## [REQUIRED ACTIONS]
• 1. Restate word for word the article on Missoula County Courthouse use, in full.
• 2. Quote from the listing, starting at the line that has "of the brick" and ending after the line that has "[(122, 146), (126, 122), (141, 256), (622, 427)]".

## [PAGE EXTRACT]
'''

Martin Kidston/Missoula Current

With the number of requests growing to use the Missoula County Courthouse for special promotions, political events and causes, commissions on Thursday asked staff to draft a policy guiding future uses.

In doing so, they'll seek to strike a balance between keeping “the people's house” open to public use while getting ahead of any potential conflicts, such as hateful speech or distasteful campaigns.

“My concerns are that we make sure this public space is available to the public, but we're never put in a position that the county appears to be aligning with any one specific set of use,” said commissioner Josh Slotnick. “I'm also concerned that there are folks out there who hold views that are really distasteful to the broad mainstream that would get brought into any courthouse facility.”

The courthouse in recent years has been used for a number of public events, such as protests on the lawn, illuminating the courthouse facade in colors to promote a cause, or filming a blockbuster HBO series.

But the number and type of requests are growing, including a recent request to use a courtroom to film a campaign promotion. Without a policy in place, commissioners on Thursday agreed to allow the candidate to use the room, at least for now.

Slotnick earlier in the week sought to keep the county's courtrooms free of political events.

“My gut impulse on this is that I really appreciate the courtroom as a symbol of impartiality, and I'm nervous that it gets associated with any political campaign,” he said. “I would feel much better to say no to all, that our courtrooms aren't going to be used for symbols of politics.”


But other county staff cautioned that without a policy in place, it would be a slippery slope to deny use of the facility on an ad-hoc basis. In the past, the county has been lenient on use of the facility.

'''

## [DATASET CONTENT]
'''

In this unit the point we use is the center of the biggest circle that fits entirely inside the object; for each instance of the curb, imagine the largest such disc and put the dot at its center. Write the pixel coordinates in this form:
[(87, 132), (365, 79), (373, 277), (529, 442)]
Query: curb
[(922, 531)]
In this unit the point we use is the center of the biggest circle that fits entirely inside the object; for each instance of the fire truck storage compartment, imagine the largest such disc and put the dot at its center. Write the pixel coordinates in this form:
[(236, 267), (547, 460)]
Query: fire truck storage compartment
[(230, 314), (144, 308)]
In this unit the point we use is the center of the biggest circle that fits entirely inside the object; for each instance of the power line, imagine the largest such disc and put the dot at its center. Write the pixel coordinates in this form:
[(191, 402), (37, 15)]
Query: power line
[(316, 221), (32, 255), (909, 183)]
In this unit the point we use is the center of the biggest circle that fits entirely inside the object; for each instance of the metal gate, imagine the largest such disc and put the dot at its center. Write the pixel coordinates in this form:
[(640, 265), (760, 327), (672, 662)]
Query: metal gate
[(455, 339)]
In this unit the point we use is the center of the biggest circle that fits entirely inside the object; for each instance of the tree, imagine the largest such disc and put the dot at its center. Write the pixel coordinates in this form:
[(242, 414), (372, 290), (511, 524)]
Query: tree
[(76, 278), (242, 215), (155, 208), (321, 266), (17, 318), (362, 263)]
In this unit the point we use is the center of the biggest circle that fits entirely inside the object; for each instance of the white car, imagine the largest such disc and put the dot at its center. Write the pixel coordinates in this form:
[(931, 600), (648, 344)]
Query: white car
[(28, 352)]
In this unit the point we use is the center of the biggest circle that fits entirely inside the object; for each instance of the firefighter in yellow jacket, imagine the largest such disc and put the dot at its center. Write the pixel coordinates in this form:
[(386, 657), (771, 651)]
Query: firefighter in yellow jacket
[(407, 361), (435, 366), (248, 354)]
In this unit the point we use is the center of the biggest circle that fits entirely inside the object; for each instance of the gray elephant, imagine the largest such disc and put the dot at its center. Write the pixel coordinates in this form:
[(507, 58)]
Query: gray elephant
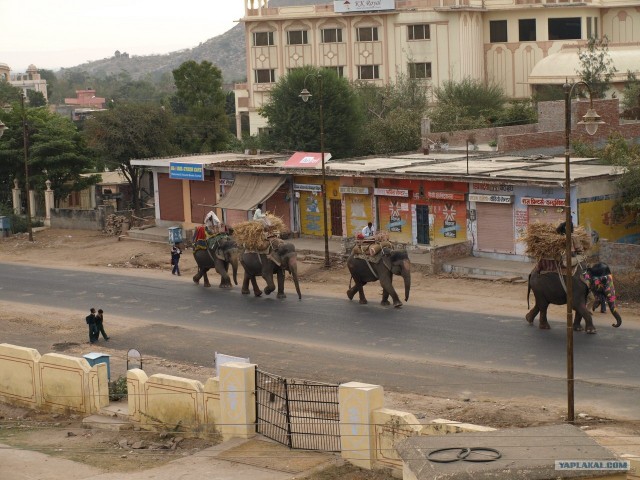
[(280, 258), (221, 252), (548, 289), (390, 263)]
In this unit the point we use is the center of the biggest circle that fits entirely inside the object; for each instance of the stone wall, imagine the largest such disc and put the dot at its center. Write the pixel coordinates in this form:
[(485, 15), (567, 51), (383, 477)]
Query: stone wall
[(620, 256)]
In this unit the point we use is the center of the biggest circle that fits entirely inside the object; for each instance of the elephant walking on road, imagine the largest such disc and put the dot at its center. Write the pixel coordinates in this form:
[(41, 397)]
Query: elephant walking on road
[(222, 252), (390, 263), (281, 258), (548, 289)]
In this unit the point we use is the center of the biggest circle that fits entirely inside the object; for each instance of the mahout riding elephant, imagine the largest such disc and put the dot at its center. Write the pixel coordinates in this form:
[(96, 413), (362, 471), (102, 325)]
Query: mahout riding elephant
[(281, 257), (221, 252), (548, 289), (391, 262)]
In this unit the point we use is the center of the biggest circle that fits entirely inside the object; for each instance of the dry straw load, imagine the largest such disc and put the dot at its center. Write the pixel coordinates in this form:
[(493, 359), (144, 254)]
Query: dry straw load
[(254, 234), (543, 241)]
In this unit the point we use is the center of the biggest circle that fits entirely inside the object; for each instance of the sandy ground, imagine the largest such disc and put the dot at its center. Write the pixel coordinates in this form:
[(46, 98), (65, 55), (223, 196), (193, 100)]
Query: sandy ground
[(64, 435)]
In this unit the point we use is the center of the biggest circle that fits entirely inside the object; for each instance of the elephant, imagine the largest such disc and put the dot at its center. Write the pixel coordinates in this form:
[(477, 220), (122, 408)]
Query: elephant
[(280, 258), (221, 252), (548, 289), (391, 263)]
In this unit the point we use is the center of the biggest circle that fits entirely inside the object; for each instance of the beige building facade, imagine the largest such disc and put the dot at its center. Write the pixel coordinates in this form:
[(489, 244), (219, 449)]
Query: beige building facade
[(514, 43)]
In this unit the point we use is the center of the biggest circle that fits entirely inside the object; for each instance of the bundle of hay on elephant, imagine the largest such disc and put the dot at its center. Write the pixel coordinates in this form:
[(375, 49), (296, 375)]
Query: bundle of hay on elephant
[(375, 261), (266, 254), (218, 251), (547, 280)]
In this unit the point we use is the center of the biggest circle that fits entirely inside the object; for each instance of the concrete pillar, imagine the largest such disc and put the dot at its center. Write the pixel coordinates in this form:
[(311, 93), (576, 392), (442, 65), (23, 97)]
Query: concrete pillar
[(357, 432), (16, 197), (237, 400), (32, 200), (48, 203)]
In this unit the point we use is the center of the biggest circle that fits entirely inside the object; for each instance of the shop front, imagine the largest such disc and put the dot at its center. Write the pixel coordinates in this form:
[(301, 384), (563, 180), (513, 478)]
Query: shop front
[(308, 206)]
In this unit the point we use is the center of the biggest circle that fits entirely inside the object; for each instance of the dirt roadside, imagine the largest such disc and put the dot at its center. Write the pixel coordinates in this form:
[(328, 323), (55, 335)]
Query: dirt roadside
[(64, 436)]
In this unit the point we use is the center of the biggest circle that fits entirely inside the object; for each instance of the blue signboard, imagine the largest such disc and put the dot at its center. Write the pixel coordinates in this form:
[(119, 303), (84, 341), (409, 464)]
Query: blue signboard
[(186, 171)]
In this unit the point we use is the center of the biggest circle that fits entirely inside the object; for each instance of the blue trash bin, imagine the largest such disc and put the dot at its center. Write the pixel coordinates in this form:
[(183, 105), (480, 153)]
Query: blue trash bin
[(95, 357), (175, 234)]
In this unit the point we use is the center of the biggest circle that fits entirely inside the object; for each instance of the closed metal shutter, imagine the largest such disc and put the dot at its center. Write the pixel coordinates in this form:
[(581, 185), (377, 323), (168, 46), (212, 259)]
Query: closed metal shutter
[(171, 204), (203, 197), (495, 228), (553, 215)]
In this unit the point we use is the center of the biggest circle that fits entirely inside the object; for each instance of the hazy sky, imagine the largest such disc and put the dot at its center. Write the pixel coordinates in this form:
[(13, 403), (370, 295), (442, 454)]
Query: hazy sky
[(65, 33)]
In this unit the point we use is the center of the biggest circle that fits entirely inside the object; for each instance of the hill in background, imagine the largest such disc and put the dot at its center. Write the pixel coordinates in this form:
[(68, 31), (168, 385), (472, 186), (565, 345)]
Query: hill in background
[(226, 51)]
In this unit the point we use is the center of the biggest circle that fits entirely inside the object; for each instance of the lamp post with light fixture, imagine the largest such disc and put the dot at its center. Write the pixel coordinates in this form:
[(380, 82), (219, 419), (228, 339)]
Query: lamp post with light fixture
[(591, 121), (3, 127), (305, 95)]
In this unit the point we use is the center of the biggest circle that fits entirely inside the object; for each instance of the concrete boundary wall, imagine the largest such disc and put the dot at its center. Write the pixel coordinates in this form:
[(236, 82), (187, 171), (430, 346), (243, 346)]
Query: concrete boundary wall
[(53, 382), (225, 405)]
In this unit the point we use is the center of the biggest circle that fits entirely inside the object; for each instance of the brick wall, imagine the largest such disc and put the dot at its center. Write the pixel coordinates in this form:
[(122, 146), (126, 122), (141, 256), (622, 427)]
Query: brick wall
[(620, 256)]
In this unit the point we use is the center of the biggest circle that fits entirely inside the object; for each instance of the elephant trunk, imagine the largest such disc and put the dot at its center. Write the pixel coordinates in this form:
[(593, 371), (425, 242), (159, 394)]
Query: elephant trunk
[(406, 276), (293, 269)]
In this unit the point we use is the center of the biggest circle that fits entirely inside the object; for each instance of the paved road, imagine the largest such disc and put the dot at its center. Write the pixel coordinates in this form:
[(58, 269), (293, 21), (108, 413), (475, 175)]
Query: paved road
[(421, 350)]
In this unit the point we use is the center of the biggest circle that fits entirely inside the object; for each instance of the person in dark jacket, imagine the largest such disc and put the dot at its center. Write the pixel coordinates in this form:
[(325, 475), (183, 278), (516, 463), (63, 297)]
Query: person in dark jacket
[(175, 259), (100, 326), (91, 321)]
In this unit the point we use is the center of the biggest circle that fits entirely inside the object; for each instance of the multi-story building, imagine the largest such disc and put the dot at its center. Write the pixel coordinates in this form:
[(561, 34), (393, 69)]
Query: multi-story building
[(30, 80), (517, 44)]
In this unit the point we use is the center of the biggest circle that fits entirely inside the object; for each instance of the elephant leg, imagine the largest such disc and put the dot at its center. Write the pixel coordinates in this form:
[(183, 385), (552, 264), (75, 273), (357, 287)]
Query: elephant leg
[(385, 298), (205, 277), (245, 283), (281, 284), (256, 290)]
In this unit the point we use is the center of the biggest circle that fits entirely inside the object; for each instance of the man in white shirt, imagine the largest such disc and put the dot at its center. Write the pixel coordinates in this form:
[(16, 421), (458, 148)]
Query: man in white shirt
[(368, 230)]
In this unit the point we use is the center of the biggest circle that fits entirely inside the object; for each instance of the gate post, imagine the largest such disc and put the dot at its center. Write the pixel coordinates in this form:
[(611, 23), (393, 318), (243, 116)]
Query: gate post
[(237, 400), (357, 432)]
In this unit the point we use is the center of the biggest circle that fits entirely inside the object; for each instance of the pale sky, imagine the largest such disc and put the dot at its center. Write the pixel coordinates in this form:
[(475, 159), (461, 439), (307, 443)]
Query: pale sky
[(64, 33)]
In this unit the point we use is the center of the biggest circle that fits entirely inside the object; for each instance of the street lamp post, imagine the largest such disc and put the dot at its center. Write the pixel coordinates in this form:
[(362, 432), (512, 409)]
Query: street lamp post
[(591, 120), (3, 127), (305, 95)]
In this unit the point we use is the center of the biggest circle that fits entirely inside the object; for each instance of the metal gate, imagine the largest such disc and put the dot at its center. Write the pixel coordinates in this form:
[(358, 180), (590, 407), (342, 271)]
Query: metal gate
[(298, 413)]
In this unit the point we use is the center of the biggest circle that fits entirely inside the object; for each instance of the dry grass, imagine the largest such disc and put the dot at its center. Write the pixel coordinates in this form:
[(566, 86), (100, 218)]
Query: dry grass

'''

## [RESPONSES BY TASK]
• 1.
Martin Kidston/Missoula Current

With the number of requests growing to use the Missoula County Courthouse for special promotions, political events and causes, commissions on Thursday asked staff to draft a policy guiding future uses.

In doing so, they'll seek to strike a balance between keeping “the people's house” open to public use while getting ahead of any potential conflicts, such as hateful speech or distasteful campaigns.

“My concerns are that we make sure this public space is available to the public, but we're never put in a position that the county appears to be aligning with any one specific set of use,” said commissioner Josh Slotnick. “I'm also concerned that there are folks out there who hold views that are really distasteful to the broad mainstream that would get brought into any courthouse facility.”

The courthouse in recent years has been used for a number of public events, such as protests on the lawn, illuminating the courthouse facade in colors to promote a cause, or filming a blockbuster HBO series.

But the number and type of requests are growing, including a recent request to use a courtroom to film a campaign promotion. Without a policy in place, commissioners on Thursday agreed to allow the candidate to use the room, at least for now.

Slotnick earlier in the week sought to keep the county's courtrooms free of political events.

“My gut impulse on this is that I really appreciate the courtroom as a symbol of impartiality, and I'm nervous that it gets associated with any political campaign,” he said. “I would feel much better to say no to all, that our courtrooms aren't going to be used for symbols of politics.”


But other county staff cautioned that without a policy in place, it would be a slippery slope to deny use of the facility on an ad-hoc basis. In the past, the county has been lenient on use of the facility.

• 2.
In this unit the point we use is the center of the biggest circle that fits entirely inside the object; for each instance of the brick wall, imagine the largest such disc and put the dot at its center. Write the pixel coordinates in this form:
[(122, 146), (126, 122), (141, 256), (622, 427)]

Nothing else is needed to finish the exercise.